▼
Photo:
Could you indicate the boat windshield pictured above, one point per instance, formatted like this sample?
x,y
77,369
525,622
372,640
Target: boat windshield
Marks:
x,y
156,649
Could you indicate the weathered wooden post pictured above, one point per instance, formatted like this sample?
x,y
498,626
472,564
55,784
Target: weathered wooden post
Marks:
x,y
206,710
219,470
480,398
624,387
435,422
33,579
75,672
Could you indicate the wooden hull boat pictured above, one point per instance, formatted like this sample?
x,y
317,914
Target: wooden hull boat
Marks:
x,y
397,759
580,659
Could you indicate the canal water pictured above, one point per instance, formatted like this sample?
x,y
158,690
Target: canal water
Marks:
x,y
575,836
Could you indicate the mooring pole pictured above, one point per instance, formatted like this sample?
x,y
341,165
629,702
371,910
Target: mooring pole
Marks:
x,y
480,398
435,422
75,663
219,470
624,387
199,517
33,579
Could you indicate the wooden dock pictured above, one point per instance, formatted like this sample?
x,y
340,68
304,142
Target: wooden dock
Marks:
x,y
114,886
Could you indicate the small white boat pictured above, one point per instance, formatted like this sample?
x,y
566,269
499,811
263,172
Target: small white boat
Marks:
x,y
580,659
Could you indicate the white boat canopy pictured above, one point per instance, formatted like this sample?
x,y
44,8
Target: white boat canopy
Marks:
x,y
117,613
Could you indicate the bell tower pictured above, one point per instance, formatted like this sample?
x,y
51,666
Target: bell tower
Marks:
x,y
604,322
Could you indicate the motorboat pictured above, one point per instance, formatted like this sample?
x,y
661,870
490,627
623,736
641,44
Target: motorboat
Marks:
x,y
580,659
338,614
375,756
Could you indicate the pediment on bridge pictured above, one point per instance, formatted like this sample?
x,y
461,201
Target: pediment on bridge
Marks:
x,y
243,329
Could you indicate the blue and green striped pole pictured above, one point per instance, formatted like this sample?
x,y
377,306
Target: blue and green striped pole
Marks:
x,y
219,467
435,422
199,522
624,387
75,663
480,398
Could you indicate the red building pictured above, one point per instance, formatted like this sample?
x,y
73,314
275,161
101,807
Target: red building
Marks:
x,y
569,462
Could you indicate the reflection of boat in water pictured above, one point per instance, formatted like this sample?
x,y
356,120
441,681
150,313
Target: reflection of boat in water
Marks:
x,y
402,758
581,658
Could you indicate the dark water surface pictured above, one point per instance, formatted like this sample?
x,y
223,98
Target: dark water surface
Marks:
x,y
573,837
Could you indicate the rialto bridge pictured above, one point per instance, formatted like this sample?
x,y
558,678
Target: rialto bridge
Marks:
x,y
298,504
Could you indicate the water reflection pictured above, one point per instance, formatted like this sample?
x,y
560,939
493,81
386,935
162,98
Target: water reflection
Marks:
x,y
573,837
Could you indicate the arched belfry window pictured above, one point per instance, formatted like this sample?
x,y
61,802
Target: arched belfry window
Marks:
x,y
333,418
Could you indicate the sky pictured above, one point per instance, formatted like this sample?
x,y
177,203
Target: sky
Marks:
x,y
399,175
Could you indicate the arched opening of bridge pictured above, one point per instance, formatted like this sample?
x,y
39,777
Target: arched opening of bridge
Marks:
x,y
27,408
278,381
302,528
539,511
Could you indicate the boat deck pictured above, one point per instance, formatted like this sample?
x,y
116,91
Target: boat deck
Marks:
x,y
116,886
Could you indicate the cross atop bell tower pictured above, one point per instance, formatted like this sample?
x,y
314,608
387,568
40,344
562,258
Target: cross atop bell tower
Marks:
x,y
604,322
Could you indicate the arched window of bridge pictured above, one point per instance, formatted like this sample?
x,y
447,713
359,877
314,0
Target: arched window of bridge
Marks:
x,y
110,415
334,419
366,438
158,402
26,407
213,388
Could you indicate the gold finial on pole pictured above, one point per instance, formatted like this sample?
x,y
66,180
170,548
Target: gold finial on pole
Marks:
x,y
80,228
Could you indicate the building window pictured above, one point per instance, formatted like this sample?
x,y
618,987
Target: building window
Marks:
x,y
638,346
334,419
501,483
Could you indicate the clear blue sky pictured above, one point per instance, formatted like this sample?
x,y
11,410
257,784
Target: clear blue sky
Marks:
▲
■ Problem statement
Please reproduce each record precisely as written.

■ Solution to this exercise
Photo:
Could you indicate the boat windshield pictured above, one point per instance, formatted like this sample?
x,y
77,369
525,622
372,640
Target: boat windshield
Marks:
x,y
156,649
Could you indicate the weathered wooden post pictured above, one point per instance, formatted like this sample?
x,y
498,626
472,564
55,784
Target: weathered wooden post
Marks:
x,y
206,710
219,470
480,398
624,387
435,422
33,579
75,672
Could you indicate the wooden hull boat pictured above, one point per instance, formatted like this sample?
x,y
317,914
Target: wooden hull boat
Marks:
x,y
397,759
580,659
Could you indicate the canal water pictured above, one point per instance, formatted like this sample?
x,y
158,690
Target: canal water
Marks:
x,y
575,836
Could you indicate the mooring pole pictured above, one point per instance, formatted like this sample?
x,y
341,165
629,702
371,910
Target: mooring pole
Marks:
x,y
480,398
435,422
75,663
219,470
624,387
199,517
33,579
Could you indicate the wooden dock pictured above, one point per instance, formatted like this sample?
x,y
340,68
304,142
Target: wooden dock
Marks:
x,y
114,886
Could you indicate the small white boat pictured above, one point per instance, formatted like this sample?
x,y
566,269
499,811
263,172
Target: small white boat
Marks:
x,y
580,659
Could you indicate the white boat canopy pictured above, one point per instance, formatted like this sample?
x,y
44,8
Target: white boat canopy
Marks:
x,y
117,613
Could you indicate the bell tower pictured above, one point per instance, formatted like this sample?
x,y
51,666
Target: bell tower
Marks:
x,y
604,322
Could you indicate the motorboat pictured above, one point per instance, formatted like this sample?
x,y
661,870
490,627
623,736
641,44
Target: motorboat
Marks:
x,y
580,659
338,614
375,756
Could you indicate the pediment on bridge pictured above, one point per instance, formatted like this sample?
x,y
461,201
Target: pediment on bridge
Marks:
x,y
243,329
Could you indicate the blue and green striped pole pictured above, one point per instance, formatted like this sample?
x,y
377,306
Target: blue and green striped pole
Marks:
x,y
219,467
435,422
199,522
624,387
75,663
480,398
Could you indicate the red building pictured above, one point per instance, formatted like this sample?
x,y
73,314
275,161
101,807
Target: red building
Marks:
x,y
569,462
Could you indicate the reflection of boat in water pictured above, one point per instance, formatted like this sample?
x,y
356,120
441,681
150,313
Target: reflection of boat in water
Marks:
x,y
402,758
581,658
Could you indicate the dark water surface pictured above, one point per instance, formatted like this sample?
x,y
223,98
Target: dark water surface
Marks:
x,y
573,837
Could you indicate the rialto bridge pictured above, one point per instance, formatted like this sample?
x,y
558,678
Target: rialto bridge
Marks:
x,y
298,504
Could you indicate the water reflection pictured above, one point per instance, formatted like this sample?
x,y
560,939
493,81
386,935
162,98
Target: water reflection
Marks:
x,y
573,837
Could you indicate the arched belfry window pictured above, one point per instance, formatted like this sample?
x,y
61,802
Target: arched belfry window
Marks:
x,y
333,418
Could you indicate the sky pictured above, one point per instance, formatted like this sample?
x,y
177,203
Target: sky
Marks:
x,y
399,175
Could you indicate the arched opening of bridge pictured above, one point per instance, formatted like this sample?
x,y
39,777
Target: arched opening of bridge
Marks:
x,y
27,408
278,381
302,528
539,511
Could you indicate the boat deck pictured above, one point per instance, formatted like this sample?
x,y
116,91
Target: boat deck
Marks:
x,y
116,886
Could you indicate the cross atop bell tower pictured above, one point per instance, formatted like this sample?
x,y
314,608
387,568
40,344
562,258
Target: cross atop bell tower
Marks:
x,y
604,322
Could you indicate the arched window of bridge pictured above, one point per instance, formatted like this sample?
x,y
447,713
359,877
314,0
Target: arched window of bridge
Marks:
x,y
110,415
334,419
366,438
158,402
26,407
213,388
Could you indicate the gold finial on pole pictured above, one point per instance, formatted like this sample?
x,y
66,180
170,548
Target: gold finial on pole
Marks:
x,y
80,228
Could you indicate the building window pictured above, one point per instance, formatted like this sample?
x,y
618,987
Target: building window
Marks:
x,y
638,346
334,419
501,483
Could you indicate the clear blue sky pictured above, one point per instance, formatted like this sample?
x,y
11,410
257,784
Target: clear blue sky
Marks:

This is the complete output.